§ **READING PASSAGE**
- - - - - - -

The typical smog over Southern California was replaced by premix smoke on the first Saturday night of October, thanks to the Red Bull Straight Rhythm motocross event at Pomona’s Fairplex venue. The wildly popular event saw one of the best competitor lineups in years, with dozens of riders and teams getting into the spirit of a bygone motocross era through race-ready two-stroke motorcycles and gear that paid tribute to past stars of the sport. It took some time for riders to re-learn the powerbands of the snappy bikes, but before long they had the half-mile long track memorized and treated fans to exciting head-to-head battles across three classes determined by engine displacement (125cc, 250cc, 500cc).

- - - - - - -

Point annotation records:
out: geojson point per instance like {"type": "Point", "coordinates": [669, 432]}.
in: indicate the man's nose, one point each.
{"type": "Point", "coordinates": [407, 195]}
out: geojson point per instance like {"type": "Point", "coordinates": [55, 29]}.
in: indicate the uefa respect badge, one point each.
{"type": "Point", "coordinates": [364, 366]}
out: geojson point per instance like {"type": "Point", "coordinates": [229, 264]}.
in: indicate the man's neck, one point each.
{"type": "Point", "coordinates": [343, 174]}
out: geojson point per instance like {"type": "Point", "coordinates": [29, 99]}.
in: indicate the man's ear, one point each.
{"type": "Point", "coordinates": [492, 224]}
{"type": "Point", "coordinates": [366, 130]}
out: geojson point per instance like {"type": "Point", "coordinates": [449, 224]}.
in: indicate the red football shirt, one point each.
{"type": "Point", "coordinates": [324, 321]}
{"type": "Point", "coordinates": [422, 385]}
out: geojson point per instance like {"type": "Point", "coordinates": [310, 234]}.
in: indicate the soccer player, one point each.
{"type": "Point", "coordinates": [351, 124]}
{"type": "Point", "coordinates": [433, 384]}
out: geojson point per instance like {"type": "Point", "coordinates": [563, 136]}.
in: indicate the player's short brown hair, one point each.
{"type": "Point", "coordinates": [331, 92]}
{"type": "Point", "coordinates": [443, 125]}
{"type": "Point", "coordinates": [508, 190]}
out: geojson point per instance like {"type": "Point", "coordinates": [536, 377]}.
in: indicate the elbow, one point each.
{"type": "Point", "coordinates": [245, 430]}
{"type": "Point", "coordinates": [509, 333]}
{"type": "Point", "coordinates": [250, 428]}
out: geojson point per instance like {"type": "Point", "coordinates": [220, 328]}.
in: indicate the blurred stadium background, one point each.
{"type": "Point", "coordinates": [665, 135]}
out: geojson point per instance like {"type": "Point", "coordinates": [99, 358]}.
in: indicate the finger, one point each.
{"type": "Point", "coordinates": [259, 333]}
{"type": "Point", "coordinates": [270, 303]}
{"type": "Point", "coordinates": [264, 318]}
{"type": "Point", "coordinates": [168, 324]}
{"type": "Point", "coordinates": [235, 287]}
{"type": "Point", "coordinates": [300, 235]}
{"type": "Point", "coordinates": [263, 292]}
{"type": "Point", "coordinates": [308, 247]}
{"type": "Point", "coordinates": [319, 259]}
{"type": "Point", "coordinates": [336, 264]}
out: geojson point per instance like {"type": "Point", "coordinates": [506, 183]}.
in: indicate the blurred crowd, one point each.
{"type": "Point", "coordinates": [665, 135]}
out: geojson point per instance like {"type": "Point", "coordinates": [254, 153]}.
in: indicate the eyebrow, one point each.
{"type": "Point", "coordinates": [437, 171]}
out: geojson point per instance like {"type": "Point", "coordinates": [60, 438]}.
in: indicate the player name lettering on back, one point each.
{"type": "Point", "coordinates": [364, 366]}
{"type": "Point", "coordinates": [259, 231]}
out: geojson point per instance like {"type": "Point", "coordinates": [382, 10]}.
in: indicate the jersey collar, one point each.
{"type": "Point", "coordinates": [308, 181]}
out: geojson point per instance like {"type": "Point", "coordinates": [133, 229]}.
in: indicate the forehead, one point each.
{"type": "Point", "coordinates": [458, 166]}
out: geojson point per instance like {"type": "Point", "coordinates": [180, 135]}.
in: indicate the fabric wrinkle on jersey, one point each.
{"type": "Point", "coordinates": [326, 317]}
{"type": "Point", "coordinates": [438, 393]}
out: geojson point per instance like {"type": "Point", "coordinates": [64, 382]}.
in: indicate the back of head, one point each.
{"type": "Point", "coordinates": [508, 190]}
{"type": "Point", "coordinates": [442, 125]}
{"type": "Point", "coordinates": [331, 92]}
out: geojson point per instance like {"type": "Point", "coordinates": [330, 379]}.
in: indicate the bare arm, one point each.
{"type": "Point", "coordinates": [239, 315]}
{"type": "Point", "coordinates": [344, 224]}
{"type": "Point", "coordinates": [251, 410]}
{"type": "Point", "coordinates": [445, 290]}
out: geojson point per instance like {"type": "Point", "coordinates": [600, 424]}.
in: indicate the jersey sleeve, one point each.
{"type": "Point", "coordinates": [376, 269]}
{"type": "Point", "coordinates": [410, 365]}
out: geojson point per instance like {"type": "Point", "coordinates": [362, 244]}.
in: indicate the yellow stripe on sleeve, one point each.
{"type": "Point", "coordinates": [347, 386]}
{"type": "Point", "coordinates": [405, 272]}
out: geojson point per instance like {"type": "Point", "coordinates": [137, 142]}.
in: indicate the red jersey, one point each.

- - - - - - -

§ **DIRECTION 1**
Count the lines of the records that contain the string "blurred", and give only that number.
§ **DIRECTION 2**
Write the next part of the passage on the Red Bull Straight Rhythm motocross event, picking up right after its final sentence.

§ **EXERCISE RESULT 1**
2

§ **EXERCISE RESULT 2**
125CC CLASS

Joey Crown, AJ Catanzaro, Max Vohland, and Michael Leib emerged from the first round of the small-bore bracket as the contender for the class win. Vohland, a teenager from a family with a racing legacy, whipped and scrubbed his bike over nearly every obstacle with a riding style that no one in the 1990s could have imagined and Joey Crown charged down the track with aggression that sometimes put him on the fine line of disaster. AJ Catanzaro’s tribute to Travis Pastrana was complete with a custom graphic set that made his modern KTM look like a 2000 Suzuki and had an original No Fear chest protector to match, while Michael Leib built an early 2000s Honda and gear that was in the spirit of Ernesto Fonseca’s time at Factory Honda.

Things got interesting the semi-finals. A near-crash was a highlight to the Crown-Catanzaro faceoff; in the spirit of Travis Pastrana, Catanzaro made a massive mistake over one of the jumps and was nearly ejected from the motorcycle. But instead of bailing out, Catanzaro held on and pinned the throttle to ride out the mistake to the massive cheers of the crowd. As impressive as it was, Crown still managed to advance to the finals. The Vohland-Leib battle only went one round, as a hard crash in the whoops by Vohland just feet from the finish line left the race with a sore arm and he was unable to continue the night’s event. With this, Leib advanced to the final.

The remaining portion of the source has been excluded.